* **TASK STATEMENT**:
In your copy, repeat each record exactly and include no pictures.

* **SOURCE DATA**:
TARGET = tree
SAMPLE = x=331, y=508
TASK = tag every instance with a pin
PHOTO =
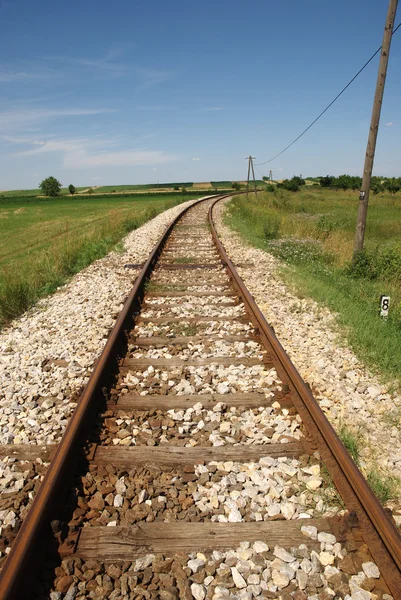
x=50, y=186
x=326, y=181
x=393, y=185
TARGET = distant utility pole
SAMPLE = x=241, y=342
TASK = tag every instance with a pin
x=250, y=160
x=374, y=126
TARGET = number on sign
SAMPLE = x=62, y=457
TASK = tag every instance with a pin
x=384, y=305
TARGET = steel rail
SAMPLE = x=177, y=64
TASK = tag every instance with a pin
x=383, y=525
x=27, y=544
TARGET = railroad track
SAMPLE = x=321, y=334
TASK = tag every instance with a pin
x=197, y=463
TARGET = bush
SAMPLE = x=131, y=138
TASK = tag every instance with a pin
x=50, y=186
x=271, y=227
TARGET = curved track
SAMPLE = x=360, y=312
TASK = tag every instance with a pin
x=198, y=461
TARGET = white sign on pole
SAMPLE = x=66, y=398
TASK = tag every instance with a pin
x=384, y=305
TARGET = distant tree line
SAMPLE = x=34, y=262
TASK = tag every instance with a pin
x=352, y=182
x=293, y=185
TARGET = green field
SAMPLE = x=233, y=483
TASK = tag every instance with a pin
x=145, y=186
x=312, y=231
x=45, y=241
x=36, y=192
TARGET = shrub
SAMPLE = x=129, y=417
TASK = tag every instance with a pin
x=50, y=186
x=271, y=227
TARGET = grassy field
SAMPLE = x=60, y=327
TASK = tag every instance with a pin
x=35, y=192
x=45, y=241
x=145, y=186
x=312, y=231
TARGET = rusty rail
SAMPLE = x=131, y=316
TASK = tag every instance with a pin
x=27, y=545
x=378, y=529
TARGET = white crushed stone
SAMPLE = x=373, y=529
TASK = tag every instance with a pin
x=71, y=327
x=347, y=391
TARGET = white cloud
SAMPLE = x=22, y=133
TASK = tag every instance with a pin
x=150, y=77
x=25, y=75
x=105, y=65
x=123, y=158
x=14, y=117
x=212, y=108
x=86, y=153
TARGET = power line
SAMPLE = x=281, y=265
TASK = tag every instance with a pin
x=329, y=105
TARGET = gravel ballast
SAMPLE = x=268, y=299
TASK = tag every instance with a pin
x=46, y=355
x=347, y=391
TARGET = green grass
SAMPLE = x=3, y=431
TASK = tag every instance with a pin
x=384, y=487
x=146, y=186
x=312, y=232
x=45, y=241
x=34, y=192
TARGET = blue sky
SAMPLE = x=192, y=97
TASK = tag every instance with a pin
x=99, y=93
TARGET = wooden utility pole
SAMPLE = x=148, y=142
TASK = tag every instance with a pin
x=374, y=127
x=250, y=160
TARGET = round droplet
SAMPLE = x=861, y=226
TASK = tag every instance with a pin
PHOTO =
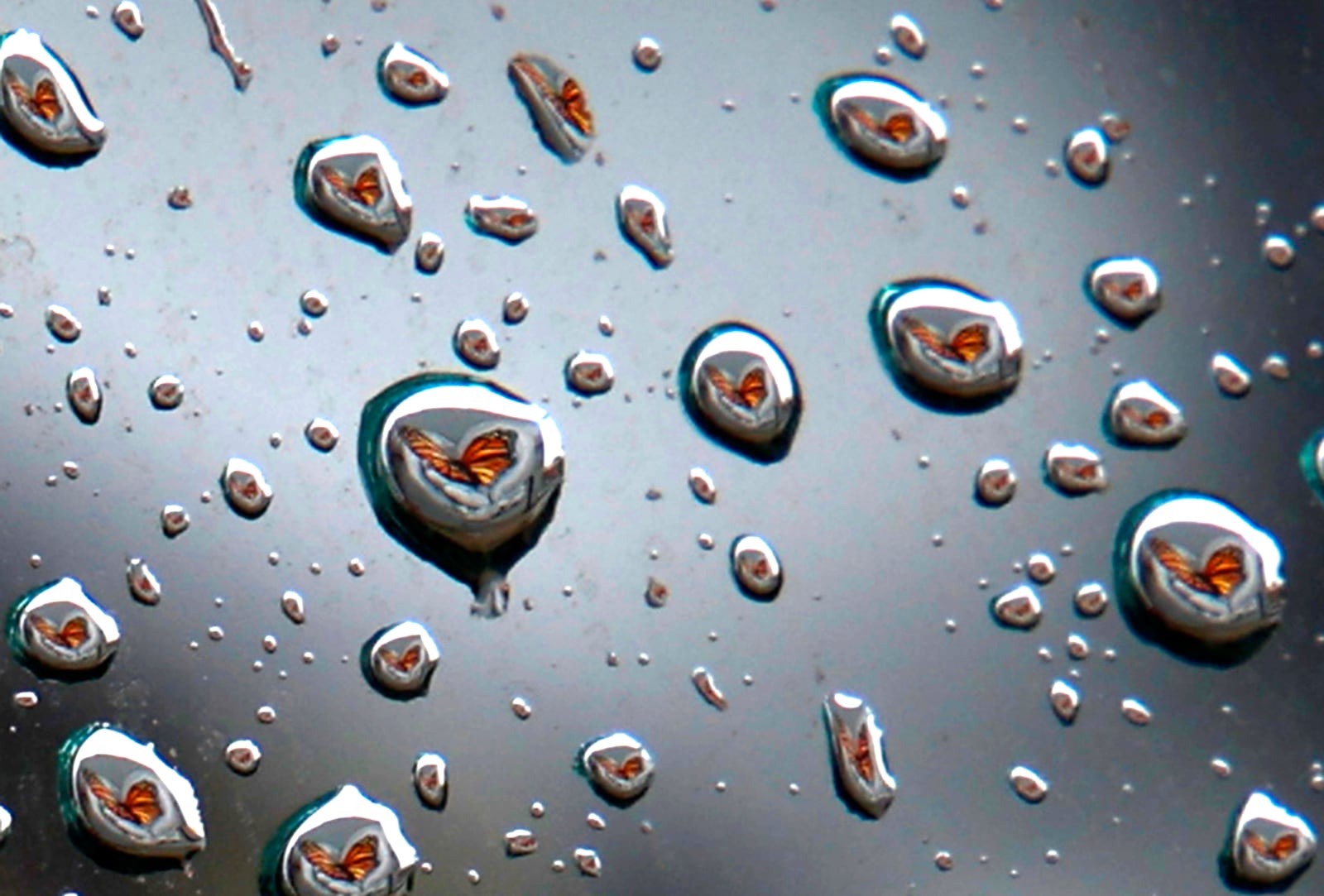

* **RESPONSE**:
TARGET = tree
SAMPLE = x=331, y=508
TASK = tag every instance with a pin
PHOTO =
x=50, y=186
x=326, y=181
x=393, y=185
TARGET = distant utility pole
SAMPLE = x=241, y=342
TASK = tag every instance with a pin
x=250, y=160
x=374, y=126
TARGET = number on sign
SAMPLE = x=62, y=457
TASK = tag every instance with a pin
x=384, y=305
TARGET = steel rail
SAMPLE = x=177, y=64
TASK = tag every instance with a pin
x=383, y=525
x=27, y=544
TARGET = railroad track
SAMPLE = x=321, y=334
TASK = tag every instance with a pin
x=197, y=463
TARGET = bush
SAMPLE = x=131, y=138
TASK = tag every instance with a pin
x=50, y=186
x=271, y=227
TARGET = curved track
SAMPLE = x=360, y=312
TASK = tag every instance with a pin
x=198, y=461
TARGET = white sign on pole
SAMPLE = x=66, y=398
TASK = tag every instance with a pin
x=384, y=305
TARGET = distant tree line
SAMPLE = x=34, y=262
TASK = tag every instance with a pin
x=352, y=182
x=293, y=185
TARGET = green field
SAMPLE = x=233, y=483
TASK = tag every instance with a pin
x=145, y=186
x=312, y=231
x=45, y=241
x=36, y=192
TARGET = shrub
SAMPLE = x=129, y=417
TASK = tag every instance with a pin
x=50, y=186
x=271, y=227
TARGET = grassy field
SAMPLE = x=60, y=327
TASK = tag every instance with a pin
x=35, y=192
x=45, y=241
x=145, y=186
x=312, y=231
TARGET = rusty rail
SAMPLE = x=131, y=316
TASK = tag every instance with a pin
x=27, y=545
x=378, y=529
TARGET = white crushed stone
SAMPLE = x=373, y=529
TASK = tag every instance with a pin
x=71, y=327
x=347, y=391
TARGET = white cloud
SAMPLE = x=22, y=133
TASK = tag every instance with a pin
x=150, y=77
x=25, y=75
x=105, y=65
x=123, y=158
x=14, y=117
x=212, y=108
x=86, y=153
TARGET = power line
SAMPLE = x=281, y=265
TASK = tag every instance with a pin
x=329, y=105
TARGET = gravel ballast
SAMPLE = x=268, y=299
TASK = tag every instance with a pin
x=46, y=355
x=347, y=391
TARGET = green grass
SAMPLE = x=3, y=431
TASK = tag every instance with a pin
x=384, y=487
x=146, y=186
x=312, y=232
x=45, y=241
x=34, y=192
TARGET = blue sky
SAMPLE = x=192, y=97
TASK = tag every instance with a pin
x=99, y=93
TARGET = wooden utility pole
SAMPLE = x=148, y=142
TASK = tag every instance with a pin
x=374, y=127
x=250, y=160
TARGET = round droplet
SAMPLE = x=861, y=226
TASK = tag every instance with a pin
PHOTO =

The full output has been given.